§ **EXTRACTED RECORDS**
_ _ _ _

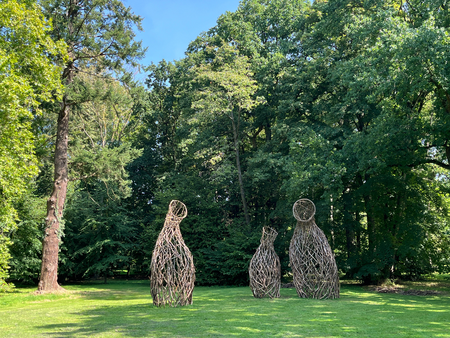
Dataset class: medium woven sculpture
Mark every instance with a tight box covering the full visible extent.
[150,200,195,306]
[289,198,339,299]
[248,227,281,298]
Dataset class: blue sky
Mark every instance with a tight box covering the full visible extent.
[122,0,243,66]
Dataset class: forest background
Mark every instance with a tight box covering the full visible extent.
[0,0,450,290]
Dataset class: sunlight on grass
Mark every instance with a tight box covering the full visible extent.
[0,281,450,338]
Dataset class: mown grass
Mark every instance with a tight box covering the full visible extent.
[0,281,450,337]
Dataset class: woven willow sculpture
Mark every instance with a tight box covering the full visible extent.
[289,198,339,299]
[248,227,281,298]
[150,200,195,306]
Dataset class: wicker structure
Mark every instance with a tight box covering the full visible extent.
[248,227,281,298]
[289,198,339,299]
[150,200,195,306]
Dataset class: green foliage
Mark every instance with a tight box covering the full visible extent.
[61,182,137,278]
[0,282,450,338]
[0,0,65,290]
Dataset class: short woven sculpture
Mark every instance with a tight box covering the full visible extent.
[289,198,339,299]
[248,227,281,298]
[150,200,195,306]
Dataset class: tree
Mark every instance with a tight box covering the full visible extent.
[38,0,144,292]
[0,0,65,289]
[193,43,257,225]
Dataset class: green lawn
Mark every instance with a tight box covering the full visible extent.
[0,281,450,337]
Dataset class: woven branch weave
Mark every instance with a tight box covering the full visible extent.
[150,200,195,307]
[289,198,339,299]
[248,227,281,298]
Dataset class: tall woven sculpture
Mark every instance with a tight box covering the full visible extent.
[289,198,339,299]
[150,200,195,306]
[248,227,281,298]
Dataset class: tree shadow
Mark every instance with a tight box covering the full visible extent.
[36,287,450,338]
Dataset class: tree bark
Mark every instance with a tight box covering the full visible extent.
[38,100,69,292]
[231,112,250,225]
[38,54,74,293]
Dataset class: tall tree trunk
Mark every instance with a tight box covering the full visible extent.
[231,112,250,225]
[38,101,69,292]
[38,60,73,292]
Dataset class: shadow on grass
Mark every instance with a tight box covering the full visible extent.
[34,284,450,337]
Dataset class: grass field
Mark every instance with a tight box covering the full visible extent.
[0,281,450,338]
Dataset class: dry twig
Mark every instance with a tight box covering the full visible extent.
[248,227,281,298]
[289,198,339,299]
[150,200,195,307]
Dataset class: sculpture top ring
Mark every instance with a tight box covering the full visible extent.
[292,198,316,222]
[168,200,187,219]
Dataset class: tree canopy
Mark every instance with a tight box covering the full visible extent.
[0,0,450,285]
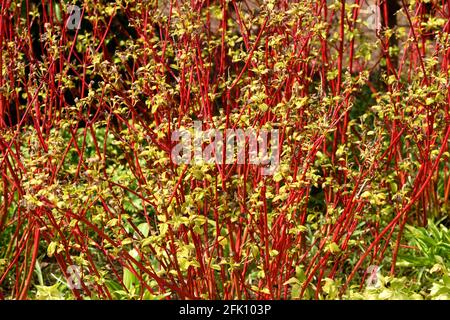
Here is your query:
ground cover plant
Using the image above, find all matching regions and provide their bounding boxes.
[0,0,450,299]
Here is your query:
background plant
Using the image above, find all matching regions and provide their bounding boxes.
[0,0,450,299]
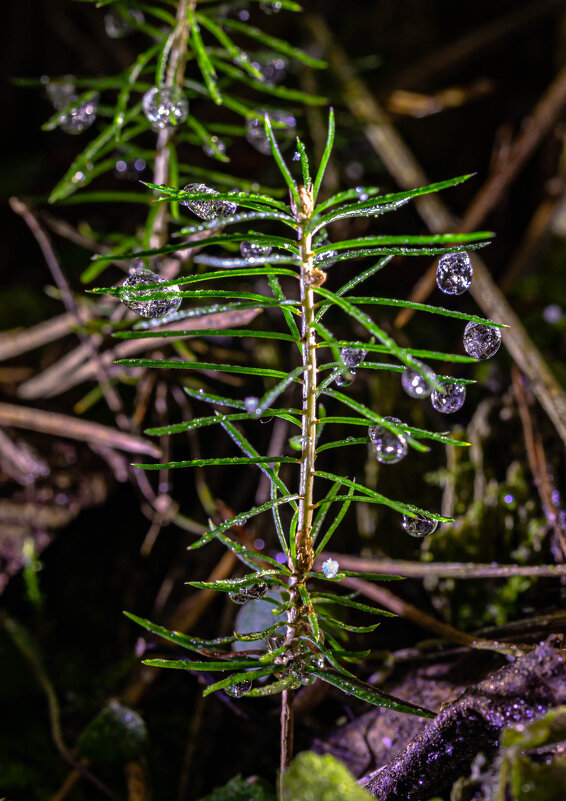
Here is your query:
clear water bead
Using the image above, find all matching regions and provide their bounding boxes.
[45,75,77,111]
[228,584,267,605]
[322,559,340,578]
[313,228,338,270]
[340,347,366,367]
[224,680,252,698]
[240,240,272,259]
[104,8,145,39]
[142,86,189,131]
[265,634,285,651]
[436,251,474,295]
[246,108,297,156]
[179,184,238,220]
[259,0,283,14]
[120,259,181,318]
[334,370,356,387]
[252,56,287,84]
[431,382,466,414]
[401,367,434,398]
[244,395,259,412]
[402,515,438,537]
[59,94,99,135]
[368,417,409,464]
[202,136,226,158]
[464,320,501,359]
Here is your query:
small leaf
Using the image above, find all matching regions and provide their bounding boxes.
[310,667,434,718]
[312,108,336,202]
[143,657,264,671]
[206,665,280,697]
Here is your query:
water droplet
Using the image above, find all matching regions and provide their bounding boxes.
[244,395,259,412]
[259,0,283,14]
[401,365,435,398]
[436,251,474,295]
[464,320,501,359]
[142,86,189,131]
[59,93,99,135]
[104,8,145,39]
[431,382,466,414]
[265,634,285,651]
[246,108,297,156]
[402,515,438,537]
[542,303,564,325]
[120,266,181,318]
[240,241,272,259]
[313,228,338,270]
[179,184,238,220]
[202,136,226,158]
[368,417,409,464]
[252,54,287,84]
[322,559,340,578]
[334,370,356,387]
[224,680,252,698]
[45,75,77,110]
[228,584,267,605]
[114,158,146,181]
[340,347,366,367]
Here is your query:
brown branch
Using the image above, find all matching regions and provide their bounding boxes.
[340,578,531,656]
[317,551,566,579]
[511,368,566,562]
[0,403,161,459]
[305,16,566,444]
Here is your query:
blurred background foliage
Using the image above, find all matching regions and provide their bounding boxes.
[0,0,566,801]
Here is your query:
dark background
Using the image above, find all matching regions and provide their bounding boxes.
[0,0,566,801]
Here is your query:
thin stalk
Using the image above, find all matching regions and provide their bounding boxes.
[280,186,320,780]
[149,0,197,248]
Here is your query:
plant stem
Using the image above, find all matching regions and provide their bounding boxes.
[279,186,318,780]
[294,187,317,575]
[279,690,294,801]
[150,0,197,248]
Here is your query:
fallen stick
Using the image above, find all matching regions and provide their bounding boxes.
[304,15,566,445]
[0,403,161,459]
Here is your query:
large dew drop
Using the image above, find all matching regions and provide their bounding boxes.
[59,93,99,135]
[252,56,287,84]
[142,86,189,131]
[436,251,474,295]
[313,228,339,270]
[340,347,366,367]
[259,0,283,14]
[240,241,272,259]
[224,680,252,698]
[228,584,267,605]
[202,136,226,158]
[334,370,356,387]
[402,515,438,537]
[179,184,238,220]
[464,321,501,359]
[322,559,340,578]
[431,382,466,414]
[368,417,409,464]
[246,108,297,156]
[120,266,181,318]
[401,367,434,399]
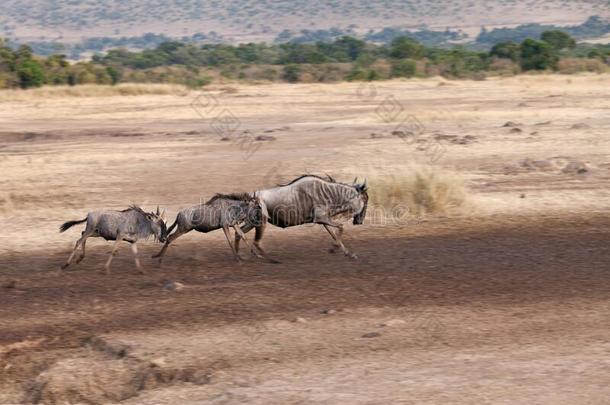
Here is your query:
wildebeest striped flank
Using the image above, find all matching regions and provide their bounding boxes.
[59,205,166,274]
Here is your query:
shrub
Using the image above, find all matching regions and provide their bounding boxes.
[489,41,521,62]
[392,59,417,77]
[390,37,424,59]
[366,165,468,220]
[540,30,576,51]
[17,59,44,89]
[282,64,301,83]
[521,38,559,70]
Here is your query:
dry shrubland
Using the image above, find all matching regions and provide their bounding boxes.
[344,165,468,223]
[0,83,189,101]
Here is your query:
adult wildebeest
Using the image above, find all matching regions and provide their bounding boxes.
[59,205,166,274]
[235,174,369,258]
[153,193,266,262]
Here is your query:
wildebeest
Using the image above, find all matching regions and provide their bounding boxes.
[59,205,167,274]
[153,193,266,262]
[235,174,369,258]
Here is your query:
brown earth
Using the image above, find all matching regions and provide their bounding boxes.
[0,76,610,404]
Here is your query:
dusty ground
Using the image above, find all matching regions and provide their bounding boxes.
[0,76,610,404]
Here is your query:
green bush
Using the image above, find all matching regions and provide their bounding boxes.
[282,64,301,83]
[390,37,424,59]
[540,30,576,51]
[392,59,417,77]
[17,59,44,89]
[489,41,521,62]
[521,38,559,70]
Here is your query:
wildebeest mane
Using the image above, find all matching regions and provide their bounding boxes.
[206,193,254,204]
[121,204,148,215]
[278,174,337,187]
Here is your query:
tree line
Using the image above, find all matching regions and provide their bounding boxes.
[0,30,610,89]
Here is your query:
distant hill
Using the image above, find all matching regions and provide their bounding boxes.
[0,0,610,43]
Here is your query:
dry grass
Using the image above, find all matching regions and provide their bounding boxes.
[0,83,189,101]
[367,166,468,220]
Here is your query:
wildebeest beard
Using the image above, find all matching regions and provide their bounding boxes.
[353,191,369,225]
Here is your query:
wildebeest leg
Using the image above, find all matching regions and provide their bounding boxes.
[249,223,281,263]
[104,236,123,274]
[131,242,144,274]
[76,231,92,263]
[61,232,84,270]
[322,224,358,259]
[222,225,241,263]
[233,225,265,259]
[328,226,343,253]
[153,229,188,263]
[235,223,254,254]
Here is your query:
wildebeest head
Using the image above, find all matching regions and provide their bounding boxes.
[353,178,369,225]
[146,205,167,242]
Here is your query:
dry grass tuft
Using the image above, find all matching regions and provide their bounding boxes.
[360,166,467,223]
[0,83,189,101]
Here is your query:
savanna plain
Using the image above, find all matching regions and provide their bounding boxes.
[0,75,610,404]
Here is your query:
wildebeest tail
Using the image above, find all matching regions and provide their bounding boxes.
[59,218,87,232]
[165,218,178,236]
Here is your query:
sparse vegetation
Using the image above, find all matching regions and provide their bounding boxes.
[0,27,610,88]
[367,165,468,220]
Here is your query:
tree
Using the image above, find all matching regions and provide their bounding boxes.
[392,59,417,77]
[540,30,576,51]
[521,38,559,70]
[489,41,521,62]
[390,37,424,59]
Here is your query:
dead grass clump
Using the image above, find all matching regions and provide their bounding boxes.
[558,58,610,74]
[0,83,188,101]
[367,166,467,223]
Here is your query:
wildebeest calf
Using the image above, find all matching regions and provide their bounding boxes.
[59,205,167,274]
[153,193,266,262]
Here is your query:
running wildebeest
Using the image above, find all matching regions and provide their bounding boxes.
[59,205,167,274]
[153,193,266,262]
[235,174,369,258]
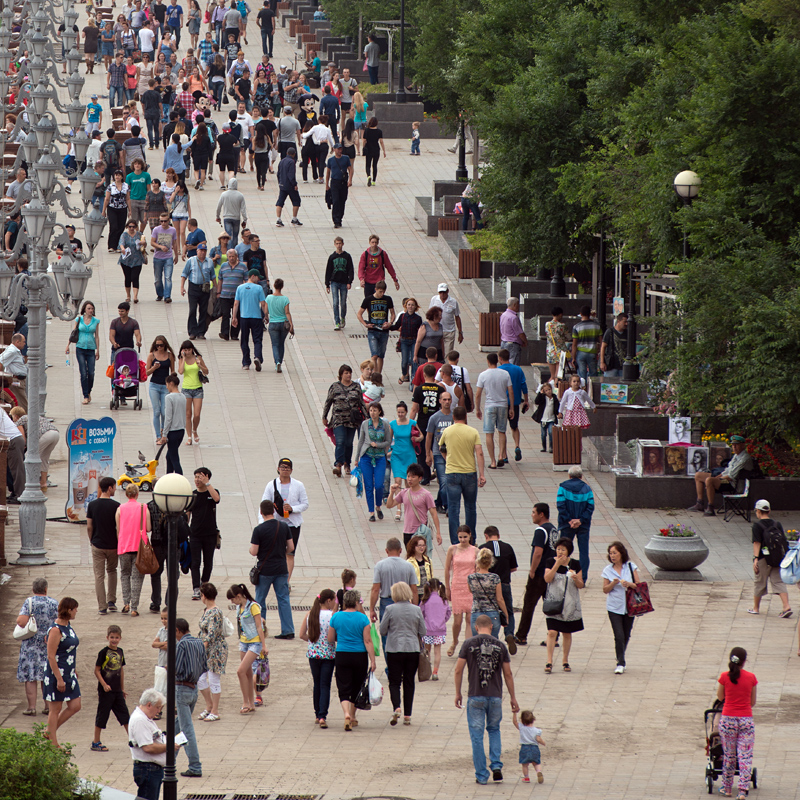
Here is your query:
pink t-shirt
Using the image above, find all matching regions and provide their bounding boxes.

_ _ _ _

§ **INSTRUCTIONS FOR THE TASK**
Recast the lines between the one holding "Dataset class: wicker structure" and the one holding "[0,0,65,290]", inclusive, as a Markdown table with a No. column for the row number and a Line column for the line itself, omitting blank lines.

§ **WORKED ANSWER**
| No. | Line |
|---|---|
| 1 | Dataset class: wicker structure |
| 2 | Mark every instance with a tight box covering the full visible extent. |
| 3 | [248,227,281,298] |
| 4 | [289,198,339,299] |
| 5 | [150,200,195,306] |
| 6 | Dataset class: green foliage |
| 7 | Mark every instance with a tight box covering the full visible extent. |
| 8 | [61,182,137,278] |
| 9 | [0,282,450,338] |
| 10 | [0,0,65,290] |